Every entry below should be printed again exactly as it reads.

* SUPPLIED MATERIAL *
»»
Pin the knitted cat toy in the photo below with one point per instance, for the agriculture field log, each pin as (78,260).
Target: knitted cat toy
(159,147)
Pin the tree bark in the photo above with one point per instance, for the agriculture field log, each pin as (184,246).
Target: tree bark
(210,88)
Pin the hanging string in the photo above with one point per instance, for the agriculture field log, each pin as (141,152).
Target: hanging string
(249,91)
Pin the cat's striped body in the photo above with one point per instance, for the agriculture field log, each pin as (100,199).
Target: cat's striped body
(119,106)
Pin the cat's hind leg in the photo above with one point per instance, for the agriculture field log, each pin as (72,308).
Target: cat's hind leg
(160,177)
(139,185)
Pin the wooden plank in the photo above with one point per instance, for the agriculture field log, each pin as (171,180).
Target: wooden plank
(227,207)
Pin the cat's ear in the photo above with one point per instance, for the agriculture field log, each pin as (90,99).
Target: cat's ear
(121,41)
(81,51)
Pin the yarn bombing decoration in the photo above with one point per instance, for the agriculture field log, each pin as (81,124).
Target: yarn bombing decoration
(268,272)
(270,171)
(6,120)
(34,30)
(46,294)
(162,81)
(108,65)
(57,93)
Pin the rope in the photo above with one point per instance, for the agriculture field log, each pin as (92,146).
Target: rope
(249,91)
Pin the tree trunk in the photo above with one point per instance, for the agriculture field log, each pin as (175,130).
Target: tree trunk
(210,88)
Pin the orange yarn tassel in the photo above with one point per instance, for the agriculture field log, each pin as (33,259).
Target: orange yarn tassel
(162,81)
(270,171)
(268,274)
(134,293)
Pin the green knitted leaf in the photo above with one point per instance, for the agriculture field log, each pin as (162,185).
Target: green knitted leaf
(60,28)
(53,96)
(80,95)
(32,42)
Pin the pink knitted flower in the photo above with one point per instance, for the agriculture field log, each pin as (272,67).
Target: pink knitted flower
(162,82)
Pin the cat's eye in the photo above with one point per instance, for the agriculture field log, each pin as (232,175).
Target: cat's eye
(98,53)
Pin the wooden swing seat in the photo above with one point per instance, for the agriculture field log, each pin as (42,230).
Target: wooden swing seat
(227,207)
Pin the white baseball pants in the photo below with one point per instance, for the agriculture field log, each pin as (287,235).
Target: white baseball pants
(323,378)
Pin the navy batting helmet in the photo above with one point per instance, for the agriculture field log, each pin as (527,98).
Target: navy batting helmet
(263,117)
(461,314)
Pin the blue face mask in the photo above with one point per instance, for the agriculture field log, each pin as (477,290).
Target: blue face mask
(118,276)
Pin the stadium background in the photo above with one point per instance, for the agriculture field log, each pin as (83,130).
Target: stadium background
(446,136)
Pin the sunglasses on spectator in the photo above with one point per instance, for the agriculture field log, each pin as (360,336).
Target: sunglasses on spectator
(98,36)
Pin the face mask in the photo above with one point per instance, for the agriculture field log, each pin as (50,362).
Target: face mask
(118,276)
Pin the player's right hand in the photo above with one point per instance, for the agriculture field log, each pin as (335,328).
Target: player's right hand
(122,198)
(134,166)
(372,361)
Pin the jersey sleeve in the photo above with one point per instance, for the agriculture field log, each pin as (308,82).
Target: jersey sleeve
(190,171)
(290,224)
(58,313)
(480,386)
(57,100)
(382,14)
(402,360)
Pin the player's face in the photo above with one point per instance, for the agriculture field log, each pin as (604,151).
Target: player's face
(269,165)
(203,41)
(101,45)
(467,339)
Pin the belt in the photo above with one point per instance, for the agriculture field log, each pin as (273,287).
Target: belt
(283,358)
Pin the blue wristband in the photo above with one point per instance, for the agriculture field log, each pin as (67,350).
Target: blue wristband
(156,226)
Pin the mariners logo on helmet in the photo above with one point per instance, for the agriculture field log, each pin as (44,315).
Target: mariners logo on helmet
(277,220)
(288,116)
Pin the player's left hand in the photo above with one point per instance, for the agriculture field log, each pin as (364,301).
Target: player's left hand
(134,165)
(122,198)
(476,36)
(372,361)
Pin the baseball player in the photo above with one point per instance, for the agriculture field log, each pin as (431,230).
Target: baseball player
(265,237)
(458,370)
««
* TASK OUTPUT *
Pin the knitted cat toy in the photo below with one point per instance, for the agriculture field log, each pin as (78,260).
Target: knitted cat toy
(159,147)
Pin the tree bark in the photo above with one point per instance, for the agriculture field log, each pin as (184,246).
Target: tree bark
(210,88)
Pin the hanging string in the photo above with one point per instance, for the agriculture field log, each pin as (141,152).
Target: hanging string
(249,91)
Pin the cat's striped body in the photo above with one point per instance, for the agriculture field log, each pin as (100,199).
Target: cat's striped body
(119,106)
Pin the cat's hind leg in the photo above with one point per instance, for the agriculture field log, each pin as (72,308).
Target: cat's hind leg
(160,177)
(139,185)
Pin the wooden plank in the photo above with one point per instance, for the agriculture field log, each pin as (171,180).
Target: wooden plank
(227,207)
Pin the cat's ear in the photo above with one point per instance, for the agriculture field log, each pin as (90,99).
Target: cat's ear
(121,41)
(81,51)
Pin the yarn bombing decoration in the photo above with one point per instance, for the agriculture field log, each pin as (81,124).
Target: yarn bombing decoration
(268,272)
(270,171)
(6,120)
(34,30)
(46,294)
(162,81)
(108,65)
(57,93)
Pin the rope in the photo above with one point per instance, for the agriculture field log, each pin as (92,146).
Target: rope
(249,91)
Pin the tree trunk in the photo above with one point per instance, for the agriculture field log, each pin as (175,130).
Target: tree trunk
(210,88)
Pin the orange yarn tassel in the photo above with one point per instance, for the agriculture field log, each pin as (33,259).
Target: orange yarn tassel
(162,81)
(270,171)
(268,274)
(134,293)
Pin the green knitted leaf in the photo above with one point per instance, for the agriculture field log, each pin as (162,185).
Target: green knitted leaf
(60,28)
(53,96)
(80,95)
(32,42)
Pin the pink knitted flower in the photo above with one point per instance, for the agriculture field log, each pin as (272,67).
Target: pink knitted flower
(162,82)
Pin the cat's eye in the photo above with one point per instance, for the agriculture field log, each pin as (232,175).
Target: cat's eye
(98,53)
Pin the wooden swing seat in the photo above with one point per instance, for the agriculture field log, each pin as (42,230).
Target: wooden swing seat
(227,207)
Pin the white baseball pants in the photo below with one point per instance, for the agriculture field log, each pin as (287,235).
Target: white baseball pants
(323,378)
Pin the navy batting helmet in the photo above with one point per instance, for the agriculture field log, each pin as (527,98).
Target: navy batting helmet
(263,117)
(461,314)
Pin the blue face mask in the photo above with one point per instance, for the agriculture field log, each pin as (477,290).
Target: blue face mask
(118,276)
Pin the stadium background in the photo above with one point per instance, for the agriculture field log, each pin as (83,130).
Target: stadium background
(446,136)
Pin the sunglasses on spectator in the photo above with one point per instance, for the agriculture field log, each pin as (360,336).
Target: sunglasses on spectator
(98,36)
Pin the face mask in the photo above with one point per instance, for the agriculture field log, each pin as (50,362).
Target: face mask
(118,276)
Pin the player's right hand in the photo above with one point per instance, for the agriculture field log, each pin as (335,328).
Target: player's right hand
(122,198)
(134,166)
(372,361)
Pin the jersey sleeve in the photo above with one point per instance, for the agriculture field log, each pin as (308,82).
Target: jersey sleeve
(190,171)
(290,224)
(58,313)
(480,386)
(57,100)
(382,14)
(402,360)
Pin the player's face in the photo above with one point per instance, for the agriculture field log, each pin as (604,151).
Target: player's face
(269,165)
(203,41)
(101,45)
(467,339)
Pin the belt in the photo above with one point per instance, for the agriculture field log, each pin as (273,287).
Target: belt
(283,358)
Pin the blue wristband in the photo above with one point per instance, for the agriculture field log, each pin as (67,350).
Target: blue wristband
(156,226)
Pin the mariners logo on helmet in the photo above with one point per instance, for the agriculture field log, each pin as (44,315).
Target: mariners logo on helmet
(277,220)
(288,116)
Pin the player's left hand in the photo above with one point per instance, for the agriculture field log, each pin as (364,301).
Target: player's left hand
(134,165)
(122,198)
(476,36)
(372,361)
Pin the baseball player in the photo above with one point per instance, for the agriculture field log, each pin as (431,230).
Target: baseball player
(265,237)
(458,370)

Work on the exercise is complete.